**Exercise requirements**
Copy out, character for character, the stretch of the items below from the line containing "Can you find the decorative" through the line containing "[[123, 296]]", with both of those lines included. Reproduce nothing else.

**Information shown**
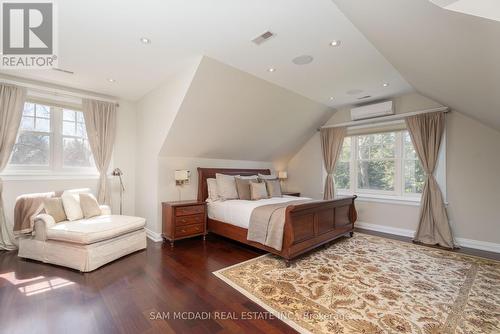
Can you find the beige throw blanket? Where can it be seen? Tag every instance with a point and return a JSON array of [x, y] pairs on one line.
[[267, 224], [27, 208]]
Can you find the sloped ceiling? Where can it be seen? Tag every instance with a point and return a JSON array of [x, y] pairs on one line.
[[100, 39], [448, 56], [230, 114]]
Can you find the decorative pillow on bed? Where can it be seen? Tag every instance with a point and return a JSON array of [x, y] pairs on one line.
[[212, 190], [258, 191], [273, 188], [267, 177], [226, 186], [243, 186]]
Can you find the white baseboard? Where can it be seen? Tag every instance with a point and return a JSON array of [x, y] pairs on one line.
[[463, 242], [154, 236], [386, 229]]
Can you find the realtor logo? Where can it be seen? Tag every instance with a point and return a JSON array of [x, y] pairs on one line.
[[28, 32]]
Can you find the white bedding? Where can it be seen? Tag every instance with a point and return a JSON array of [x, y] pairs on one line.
[[237, 212]]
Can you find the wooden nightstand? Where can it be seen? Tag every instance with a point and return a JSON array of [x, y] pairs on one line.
[[183, 219], [291, 193]]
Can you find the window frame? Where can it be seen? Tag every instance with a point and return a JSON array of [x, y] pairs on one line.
[[399, 195], [56, 167]]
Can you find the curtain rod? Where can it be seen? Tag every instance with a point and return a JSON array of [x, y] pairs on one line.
[[55, 91], [385, 118]]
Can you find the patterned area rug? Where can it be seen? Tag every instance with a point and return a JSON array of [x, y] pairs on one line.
[[369, 284]]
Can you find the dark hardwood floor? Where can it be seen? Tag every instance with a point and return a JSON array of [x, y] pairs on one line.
[[123, 296]]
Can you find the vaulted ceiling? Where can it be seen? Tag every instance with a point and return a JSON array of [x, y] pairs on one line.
[[229, 114], [446, 55], [99, 40]]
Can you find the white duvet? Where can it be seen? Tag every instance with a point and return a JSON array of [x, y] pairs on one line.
[[237, 212]]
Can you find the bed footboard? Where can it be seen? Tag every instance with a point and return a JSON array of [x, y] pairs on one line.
[[311, 225]]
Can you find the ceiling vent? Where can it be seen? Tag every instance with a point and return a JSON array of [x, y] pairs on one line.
[[262, 38], [364, 97], [64, 71], [372, 111]]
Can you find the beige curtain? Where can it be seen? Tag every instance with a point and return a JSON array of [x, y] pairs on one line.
[[426, 131], [11, 111], [331, 146], [100, 121]]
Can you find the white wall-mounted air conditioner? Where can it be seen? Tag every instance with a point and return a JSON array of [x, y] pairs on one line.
[[372, 110]]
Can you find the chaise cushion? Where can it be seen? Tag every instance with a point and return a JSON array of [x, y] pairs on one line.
[[88, 231]]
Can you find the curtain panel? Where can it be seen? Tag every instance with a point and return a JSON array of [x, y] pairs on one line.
[[12, 100], [100, 121], [426, 131], [331, 146]]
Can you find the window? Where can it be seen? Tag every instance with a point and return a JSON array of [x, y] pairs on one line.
[[76, 149], [51, 139], [380, 165], [32, 147]]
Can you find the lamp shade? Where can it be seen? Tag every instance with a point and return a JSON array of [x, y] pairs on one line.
[[181, 175]]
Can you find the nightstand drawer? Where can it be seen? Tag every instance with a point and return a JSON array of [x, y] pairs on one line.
[[189, 210], [188, 220], [187, 230]]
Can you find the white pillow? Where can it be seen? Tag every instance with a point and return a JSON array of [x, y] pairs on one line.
[[71, 203], [267, 177], [212, 190], [226, 186]]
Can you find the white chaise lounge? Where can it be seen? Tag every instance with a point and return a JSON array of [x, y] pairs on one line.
[[84, 244]]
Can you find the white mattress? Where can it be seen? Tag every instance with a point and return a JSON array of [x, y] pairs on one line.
[[237, 212]]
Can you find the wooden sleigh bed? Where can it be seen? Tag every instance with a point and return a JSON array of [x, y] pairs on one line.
[[307, 226]]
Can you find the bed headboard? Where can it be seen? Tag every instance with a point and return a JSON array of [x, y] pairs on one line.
[[206, 173]]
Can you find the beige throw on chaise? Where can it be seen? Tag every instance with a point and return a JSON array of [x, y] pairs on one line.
[[100, 121], [426, 131], [11, 110], [331, 146]]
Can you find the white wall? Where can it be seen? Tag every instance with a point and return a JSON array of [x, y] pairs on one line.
[[473, 185], [155, 114]]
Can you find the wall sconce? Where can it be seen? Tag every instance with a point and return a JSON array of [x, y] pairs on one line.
[[282, 176], [182, 177]]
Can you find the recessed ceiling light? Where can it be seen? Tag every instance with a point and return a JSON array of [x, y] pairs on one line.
[[302, 60], [354, 91], [335, 42]]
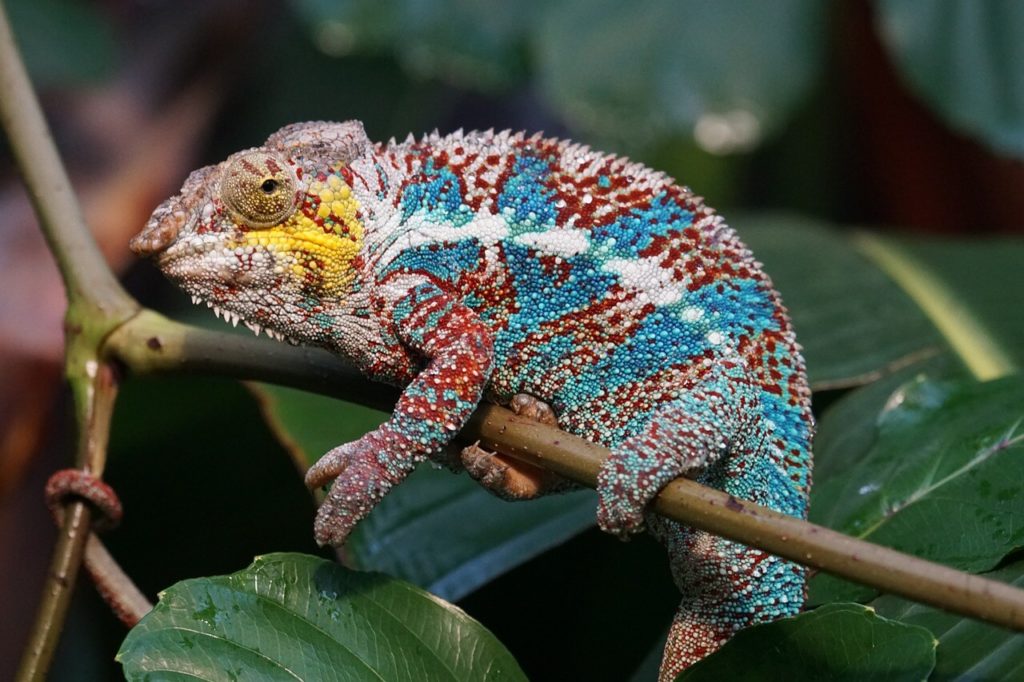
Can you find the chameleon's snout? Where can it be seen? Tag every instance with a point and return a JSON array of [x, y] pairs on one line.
[[161, 230]]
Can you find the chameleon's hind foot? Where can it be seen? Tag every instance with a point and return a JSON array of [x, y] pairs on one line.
[[509, 478]]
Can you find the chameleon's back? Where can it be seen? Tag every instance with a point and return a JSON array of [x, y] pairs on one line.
[[610, 289], [620, 299], [497, 262]]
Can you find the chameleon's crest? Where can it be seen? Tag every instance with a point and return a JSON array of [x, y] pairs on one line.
[[259, 188]]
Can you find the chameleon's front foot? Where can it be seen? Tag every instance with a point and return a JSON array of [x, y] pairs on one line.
[[359, 482], [509, 478]]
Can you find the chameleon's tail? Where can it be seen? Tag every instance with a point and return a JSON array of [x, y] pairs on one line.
[[725, 586], [728, 434]]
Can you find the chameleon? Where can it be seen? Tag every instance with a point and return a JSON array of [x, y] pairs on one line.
[[579, 287]]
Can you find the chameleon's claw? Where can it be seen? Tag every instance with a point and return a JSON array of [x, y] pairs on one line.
[[359, 482], [509, 478], [535, 409], [327, 468]]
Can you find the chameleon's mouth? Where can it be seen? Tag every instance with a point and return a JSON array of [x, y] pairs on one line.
[[235, 318], [161, 230]]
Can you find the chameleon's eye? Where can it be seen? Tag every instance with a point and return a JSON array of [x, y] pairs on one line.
[[259, 188]]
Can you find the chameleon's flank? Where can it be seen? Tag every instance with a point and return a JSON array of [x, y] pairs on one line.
[[576, 286]]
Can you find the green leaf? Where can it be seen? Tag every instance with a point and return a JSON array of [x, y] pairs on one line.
[[437, 529], [966, 60], [851, 318], [941, 480], [968, 649], [836, 642], [731, 73], [293, 616]]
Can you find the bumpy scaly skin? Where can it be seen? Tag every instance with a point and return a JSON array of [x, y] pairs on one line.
[[500, 264]]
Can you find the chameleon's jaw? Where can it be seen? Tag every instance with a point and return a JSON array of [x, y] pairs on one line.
[[160, 231]]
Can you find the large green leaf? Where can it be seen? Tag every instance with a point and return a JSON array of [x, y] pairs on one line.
[[730, 72], [968, 649], [439, 530], [851, 318], [294, 616], [836, 642], [863, 305], [940, 481], [966, 59]]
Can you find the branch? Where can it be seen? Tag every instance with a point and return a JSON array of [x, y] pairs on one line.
[[151, 343], [96, 305], [85, 272]]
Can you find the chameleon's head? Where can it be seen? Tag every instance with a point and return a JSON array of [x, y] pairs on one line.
[[269, 236]]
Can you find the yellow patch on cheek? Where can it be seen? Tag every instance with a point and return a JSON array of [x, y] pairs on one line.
[[317, 256]]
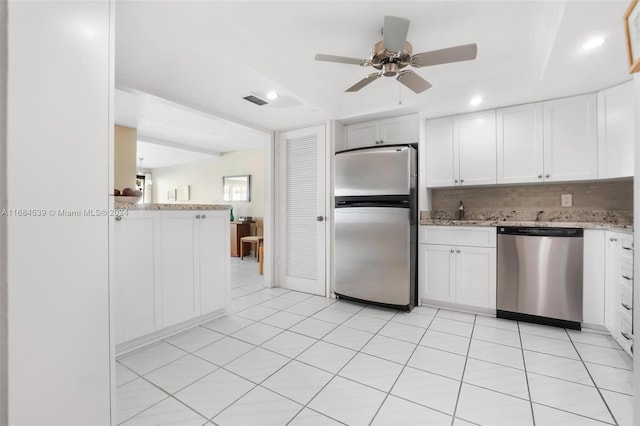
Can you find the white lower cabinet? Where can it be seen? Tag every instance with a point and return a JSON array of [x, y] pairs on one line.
[[171, 266], [619, 288], [455, 273], [137, 289]]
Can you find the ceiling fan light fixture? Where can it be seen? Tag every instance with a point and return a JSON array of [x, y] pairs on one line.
[[476, 100], [593, 42]]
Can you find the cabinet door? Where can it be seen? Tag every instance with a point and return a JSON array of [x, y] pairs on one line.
[[362, 134], [475, 277], [213, 260], [477, 140], [179, 290], [616, 121], [137, 275], [398, 130], [437, 272], [441, 152], [594, 277], [570, 139], [520, 142]]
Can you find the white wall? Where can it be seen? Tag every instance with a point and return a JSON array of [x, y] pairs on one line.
[[58, 127], [636, 255], [4, 420], [205, 180]]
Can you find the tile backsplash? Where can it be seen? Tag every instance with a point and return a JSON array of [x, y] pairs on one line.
[[592, 201]]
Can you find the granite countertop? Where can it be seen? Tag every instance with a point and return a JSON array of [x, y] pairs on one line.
[[548, 224], [160, 206]]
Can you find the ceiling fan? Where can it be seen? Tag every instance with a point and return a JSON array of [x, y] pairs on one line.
[[391, 55]]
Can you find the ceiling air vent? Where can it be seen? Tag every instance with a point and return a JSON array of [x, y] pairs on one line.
[[255, 100]]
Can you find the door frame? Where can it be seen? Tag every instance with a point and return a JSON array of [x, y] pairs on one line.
[[328, 199]]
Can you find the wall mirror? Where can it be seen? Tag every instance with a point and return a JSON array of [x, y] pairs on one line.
[[236, 188]]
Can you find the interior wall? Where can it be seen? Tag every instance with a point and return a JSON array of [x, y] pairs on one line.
[[4, 418], [636, 254], [58, 124], [205, 180], [125, 151]]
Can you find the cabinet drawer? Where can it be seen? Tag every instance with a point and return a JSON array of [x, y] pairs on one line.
[[459, 236], [626, 247], [625, 298], [624, 334]]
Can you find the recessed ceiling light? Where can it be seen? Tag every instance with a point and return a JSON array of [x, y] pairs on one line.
[[594, 42], [477, 100], [272, 95]]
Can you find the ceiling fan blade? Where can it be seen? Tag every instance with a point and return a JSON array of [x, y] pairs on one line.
[[341, 59], [465, 52], [413, 81], [365, 81], [394, 33]]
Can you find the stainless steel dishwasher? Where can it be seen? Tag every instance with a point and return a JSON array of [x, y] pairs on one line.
[[540, 275]]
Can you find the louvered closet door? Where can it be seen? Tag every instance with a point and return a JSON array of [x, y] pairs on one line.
[[301, 206]]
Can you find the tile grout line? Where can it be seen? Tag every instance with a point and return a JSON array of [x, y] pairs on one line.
[[594, 382], [526, 374], [403, 367], [464, 368], [336, 374], [287, 363]]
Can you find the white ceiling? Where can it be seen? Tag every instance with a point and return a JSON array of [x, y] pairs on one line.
[[207, 55], [155, 155]]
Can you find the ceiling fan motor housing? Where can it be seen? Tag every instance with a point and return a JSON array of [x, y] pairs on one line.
[[391, 62]]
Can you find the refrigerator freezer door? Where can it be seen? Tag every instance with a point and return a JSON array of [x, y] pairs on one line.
[[376, 171], [372, 254]]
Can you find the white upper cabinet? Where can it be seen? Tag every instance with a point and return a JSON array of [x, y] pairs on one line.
[[390, 131], [520, 144], [461, 150], [570, 139], [477, 141], [442, 152], [616, 121]]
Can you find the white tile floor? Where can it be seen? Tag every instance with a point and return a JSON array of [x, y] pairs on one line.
[[288, 358]]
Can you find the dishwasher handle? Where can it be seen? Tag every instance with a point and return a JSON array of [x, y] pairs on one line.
[[532, 231]]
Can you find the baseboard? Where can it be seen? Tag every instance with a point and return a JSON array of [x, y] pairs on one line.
[[127, 347], [458, 307]]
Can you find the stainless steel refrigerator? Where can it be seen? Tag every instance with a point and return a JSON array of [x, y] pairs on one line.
[[376, 226]]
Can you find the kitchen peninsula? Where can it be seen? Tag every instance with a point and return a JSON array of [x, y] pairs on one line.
[[171, 269]]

**Exercise response**
Can you find the decorative pillow on bed? Where can it be seen? Tag every instance with a point and return a JSON array of [x, y] pairs on one line.
[[212, 190], [258, 191], [273, 188], [267, 177], [226, 186], [243, 186]]
Can you find the white baseboard? Where can it be seen? Tag every instance with a point and return a JSON array of [x, y] pairs on one line.
[[463, 242], [154, 236], [386, 229]]
Can you find the realtor logo? Where can it be seen? Tag every instance with a point and return a JSON array of [x, y] pairs on one line.
[[28, 32]]
Can you find the white bedding? Where can it be seen? Tag every instance with a point and return a JSON array of [x, y] pairs on one line.
[[237, 212]]
Can you find the wooden nightstand? Where can it be seen? Tag every instance with a point and return a JSON array of [x, y] pairs on one line.
[[183, 219], [291, 193]]
Can you find the window frame? Where can it be seen? Tag every instance with a point and return a JSON array of [x, y] pairs on one line.
[[399, 195], [56, 167]]
Can you find the curtain rod? Where can it be seen? Tag every instance with a point and return a JSON array of [x, y] pairs on one line.
[[55, 91], [385, 118]]
Can you find the patterned area rug? Where can it be seen? Tag every instance with a point and return a JSON array of [x, y] pairs on one line.
[[369, 284]]
Can you find the dark hardwood floor? Where can it be seen? Tag every instance with a point and return a JSON array of [x, y] pairs on one line.
[[123, 296]]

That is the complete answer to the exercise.